--- Data extract ---
==========

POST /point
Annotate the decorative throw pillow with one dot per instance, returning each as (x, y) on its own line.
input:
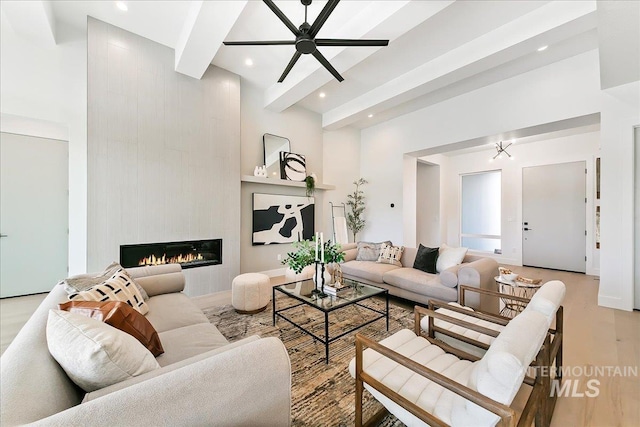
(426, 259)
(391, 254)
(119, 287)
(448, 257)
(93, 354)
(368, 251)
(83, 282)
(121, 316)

==========

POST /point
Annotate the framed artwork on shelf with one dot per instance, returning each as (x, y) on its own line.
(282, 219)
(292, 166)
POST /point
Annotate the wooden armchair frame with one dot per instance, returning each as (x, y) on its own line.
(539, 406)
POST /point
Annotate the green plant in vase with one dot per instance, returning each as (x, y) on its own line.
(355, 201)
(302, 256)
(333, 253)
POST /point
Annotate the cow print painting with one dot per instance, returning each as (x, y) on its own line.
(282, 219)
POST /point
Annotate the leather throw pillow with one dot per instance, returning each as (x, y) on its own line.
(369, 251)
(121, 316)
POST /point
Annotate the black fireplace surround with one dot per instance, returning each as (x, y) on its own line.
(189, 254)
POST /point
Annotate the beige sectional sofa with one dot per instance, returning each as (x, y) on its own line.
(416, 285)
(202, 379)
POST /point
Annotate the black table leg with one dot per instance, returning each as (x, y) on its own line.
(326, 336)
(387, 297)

==========

--- Work to be completed ---
Please pick out every line of the items above that contains the word "throw", matching case exactly, and copy each of those lines in full.

--- Task output ---
Annotate the decorative throw pillow with one dot per instance, returning each as (x, y) on its own line.
Annotate the leather throw pillow with one dot per instance, returning each as (x, y) on its own line.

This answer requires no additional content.